[Point placement entries]
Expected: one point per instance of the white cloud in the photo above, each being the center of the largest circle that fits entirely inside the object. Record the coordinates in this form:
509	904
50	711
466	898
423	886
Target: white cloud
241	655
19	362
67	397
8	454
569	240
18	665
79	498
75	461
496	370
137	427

WRITTEN TASK
Please reproduce all of the entries above without changing anything.

COMPLETED TASK
Expected: one point per instance of the white cloud in the photo above, each being the center of the largest circle that fits entirely inside the object. Record the coordinates in this form:
509	904
50	711
466	898
423	886
Target: white cloud
241	655
19	362
67	397
8	454
569	240
18	665
79	498
75	461
496	370
137	427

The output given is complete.